Written instruction 1 |
Could you put the lines of the rows below, starting at the line that contains "on the playground" and ending at the line that contains "Target: sky", into a JSON list of strings, one string per line and blank lines left out?

Extract provided |
⁂

Source: ABS Estimated Resident Population by Country of Birth, 1981-2000.
The proportion of settler arrivals in Australia who were born in Asia increased from 24% in 1981 to 34% in 2000, peaking at 51% in 1991. Asian-born settler arrivals outnumbered those born in Europe for the first time in 1984.1
Which countries have Asian-born Australians come from?
Of the one million Asian-born Australians in 2000, just over half were born in Southeast Asia, almost a third in Northeast Asia and one fifth in Southern Asia. Since 1981 the populations from Southeast and Southern Asia have increased threefold, while that from Northeast Asia has increased fivefold.
In 2000, the three most common countries of birth of Asian-born Australians were Viet Nam (174,400), China (168,100) and the Philippines (123,000). Together these three groups comprised 43% of Asian-born and 10% of all overseas-born Australians.
The countries which make up the ten most common countries of birth of Asian-born Australians have remained virtually unchanged since 1981, with the population for each increasing over the past 20 years. However, some have grown faster than others.
ASIAN-BORN AUSTRALIANS: MAIN SOURCE COUNTRIES AND REGIONS OF BIRTH
Source: ABS Estimated Resident Population by Country of Birth, 1981-2000.

⁂

Information provided |
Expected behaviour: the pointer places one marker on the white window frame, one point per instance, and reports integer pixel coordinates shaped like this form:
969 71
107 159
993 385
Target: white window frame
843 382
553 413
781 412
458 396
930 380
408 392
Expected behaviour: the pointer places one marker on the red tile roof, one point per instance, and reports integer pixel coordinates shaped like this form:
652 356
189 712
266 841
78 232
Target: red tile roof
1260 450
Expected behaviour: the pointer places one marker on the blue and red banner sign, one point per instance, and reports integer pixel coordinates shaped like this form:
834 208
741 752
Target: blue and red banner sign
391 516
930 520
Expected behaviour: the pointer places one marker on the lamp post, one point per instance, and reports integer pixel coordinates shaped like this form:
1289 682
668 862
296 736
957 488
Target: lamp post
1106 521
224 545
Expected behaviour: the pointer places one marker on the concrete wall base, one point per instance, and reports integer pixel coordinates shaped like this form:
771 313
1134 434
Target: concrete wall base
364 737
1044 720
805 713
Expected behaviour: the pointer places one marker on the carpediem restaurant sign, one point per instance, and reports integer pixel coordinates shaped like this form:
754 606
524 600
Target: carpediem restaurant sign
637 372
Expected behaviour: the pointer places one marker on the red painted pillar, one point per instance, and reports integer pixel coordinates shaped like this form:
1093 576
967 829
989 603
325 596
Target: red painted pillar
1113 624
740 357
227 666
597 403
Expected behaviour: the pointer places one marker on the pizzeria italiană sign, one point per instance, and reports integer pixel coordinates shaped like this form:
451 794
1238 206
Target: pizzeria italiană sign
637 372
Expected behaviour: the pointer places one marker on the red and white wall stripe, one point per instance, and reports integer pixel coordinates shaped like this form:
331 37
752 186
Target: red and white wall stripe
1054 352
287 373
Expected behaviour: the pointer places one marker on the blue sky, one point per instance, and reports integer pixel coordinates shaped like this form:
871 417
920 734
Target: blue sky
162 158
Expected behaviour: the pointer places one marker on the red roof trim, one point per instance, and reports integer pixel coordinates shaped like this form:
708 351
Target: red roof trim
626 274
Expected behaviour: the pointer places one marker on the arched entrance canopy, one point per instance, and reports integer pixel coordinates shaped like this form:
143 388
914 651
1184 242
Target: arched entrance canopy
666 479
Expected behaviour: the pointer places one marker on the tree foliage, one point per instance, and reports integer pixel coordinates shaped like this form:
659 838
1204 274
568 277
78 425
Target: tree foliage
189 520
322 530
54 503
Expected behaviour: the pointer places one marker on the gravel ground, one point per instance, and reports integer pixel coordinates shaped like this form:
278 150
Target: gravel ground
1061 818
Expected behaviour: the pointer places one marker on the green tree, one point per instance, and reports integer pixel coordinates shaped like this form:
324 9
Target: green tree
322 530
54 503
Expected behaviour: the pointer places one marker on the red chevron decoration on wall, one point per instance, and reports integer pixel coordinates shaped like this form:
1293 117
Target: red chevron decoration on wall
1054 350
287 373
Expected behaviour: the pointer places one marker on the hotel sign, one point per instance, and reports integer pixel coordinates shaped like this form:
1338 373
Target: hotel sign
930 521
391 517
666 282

⁂

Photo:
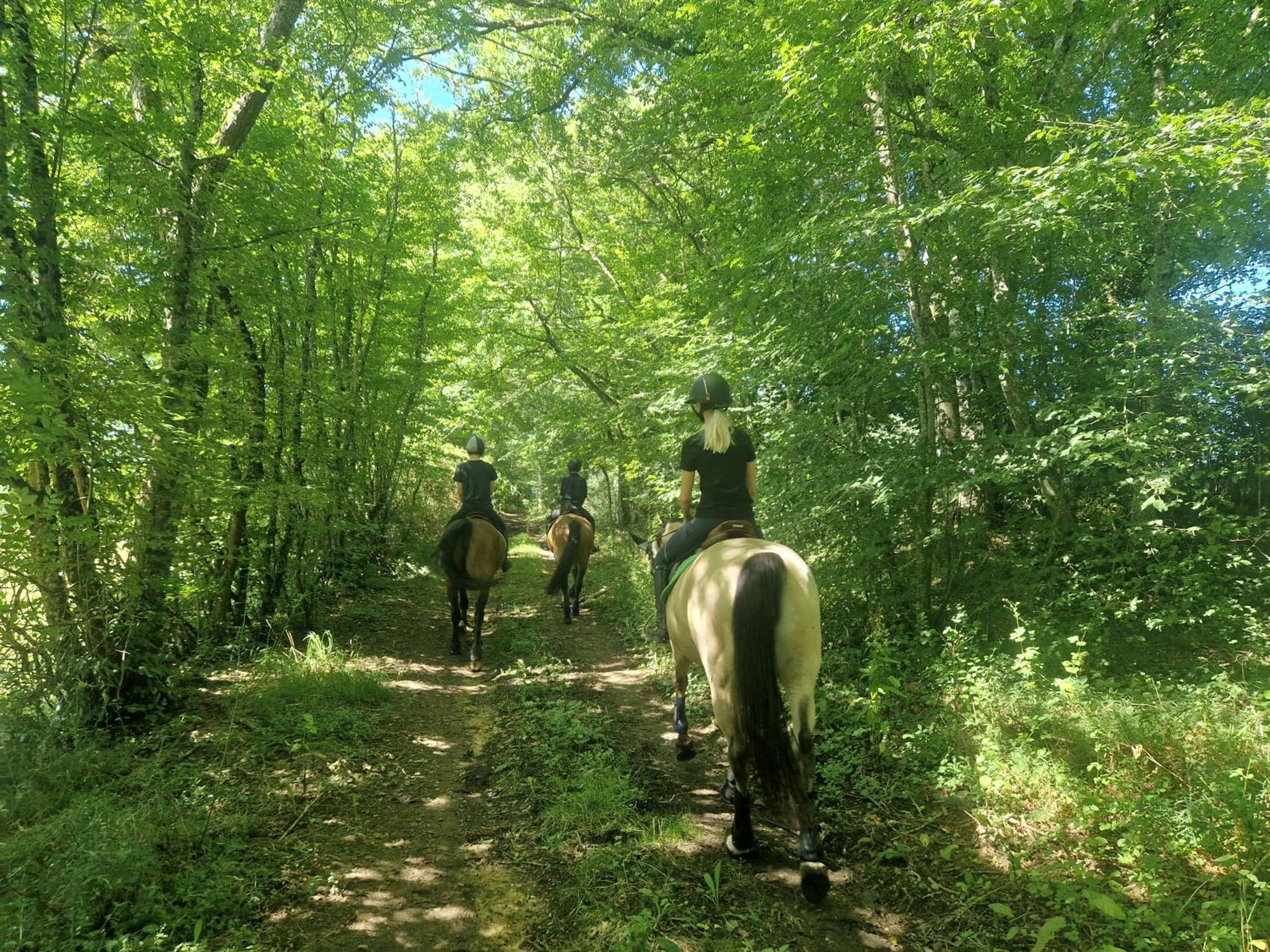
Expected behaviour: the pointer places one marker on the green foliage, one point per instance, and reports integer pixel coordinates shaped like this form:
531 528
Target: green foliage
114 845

⁂

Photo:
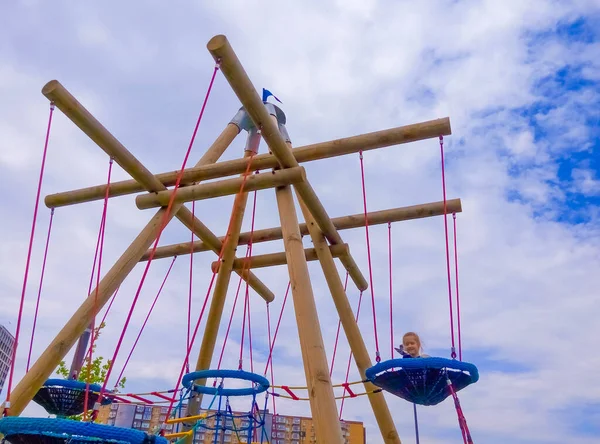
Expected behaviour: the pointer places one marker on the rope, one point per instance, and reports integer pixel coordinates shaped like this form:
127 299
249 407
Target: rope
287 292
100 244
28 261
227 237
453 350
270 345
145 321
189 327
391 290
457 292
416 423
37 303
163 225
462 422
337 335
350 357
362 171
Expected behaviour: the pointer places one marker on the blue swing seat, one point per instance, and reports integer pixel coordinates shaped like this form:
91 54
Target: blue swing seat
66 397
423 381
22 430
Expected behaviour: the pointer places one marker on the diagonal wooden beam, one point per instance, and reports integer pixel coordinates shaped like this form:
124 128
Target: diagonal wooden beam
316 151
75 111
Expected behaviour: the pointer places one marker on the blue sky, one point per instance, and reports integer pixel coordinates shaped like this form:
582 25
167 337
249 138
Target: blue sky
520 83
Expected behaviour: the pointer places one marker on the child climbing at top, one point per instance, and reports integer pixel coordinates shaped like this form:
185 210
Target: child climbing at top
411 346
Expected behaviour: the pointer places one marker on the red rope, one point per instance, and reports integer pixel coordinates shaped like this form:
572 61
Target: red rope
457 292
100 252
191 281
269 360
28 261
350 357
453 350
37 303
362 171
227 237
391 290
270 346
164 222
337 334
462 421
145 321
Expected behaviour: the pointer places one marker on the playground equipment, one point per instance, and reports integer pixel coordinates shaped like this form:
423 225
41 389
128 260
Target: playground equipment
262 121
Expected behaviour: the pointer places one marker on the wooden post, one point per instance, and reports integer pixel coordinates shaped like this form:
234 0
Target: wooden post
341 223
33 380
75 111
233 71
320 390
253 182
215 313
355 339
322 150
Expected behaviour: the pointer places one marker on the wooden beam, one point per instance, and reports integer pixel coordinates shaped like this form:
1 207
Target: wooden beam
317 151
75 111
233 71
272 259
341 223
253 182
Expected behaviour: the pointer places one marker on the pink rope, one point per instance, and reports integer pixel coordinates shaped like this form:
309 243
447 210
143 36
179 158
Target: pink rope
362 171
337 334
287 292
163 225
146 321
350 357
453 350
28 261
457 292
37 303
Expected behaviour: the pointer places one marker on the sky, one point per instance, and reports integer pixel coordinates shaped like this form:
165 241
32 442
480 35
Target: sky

⁂

Written instruction 2 |
According to the population extract, which three countries were the most common birthplaces of Asian-born Australians in 2000?

Correct output 1 |
[
  "Expected behaviour: the pointer places one marker on the playground equipment, one point per instance, and reports integer pixel coordinates shaped like this form:",
  "423 225",
  "41 389",
  "128 260",
  "Target: playground equipment",
  "262 121",
  "Expected behaviour: the pointer places one marker on the wooden post, one point per instance, and reports integer pixel coordinates shaped like this form:",
  "234 0",
  "Target: wooden post",
  "341 223",
  "33 380",
  "75 111",
  "233 71",
  "320 390",
  "253 182",
  "215 313",
  "355 339",
  "322 150",
  "Expected behaviour: the pointer places one marker on the wooden beam, one point per instance, and reports integer pixel coordinates shaped like this form:",
  "1 207",
  "Target: wooden beam",
  "317 151",
  "75 111",
  "233 71",
  "272 259",
  "341 223",
  "253 182",
  "Expected behaviour: the pointer places one marker on the pink rope, one point per instance, and reports integer pixel coordinates shaped like this form:",
  "309 243",
  "447 210",
  "143 36",
  "179 158",
  "Target: pink rope",
  "362 171",
  "337 334",
  "287 292",
  "163 225",
  "146 321",
  "350 357",
  "453 350",
  "28 261",
  "457 292",
  "37 303",
  "Expected behaviour: the pointer places one marker on the sky, one point per instance, and reports integer pixel coordinates shaped like this form:",
  "165 241",
  "32 442",
  "480 35",
  "Target: sky"
]

Correct output 2 |
Viet Nam, China and the Philippines.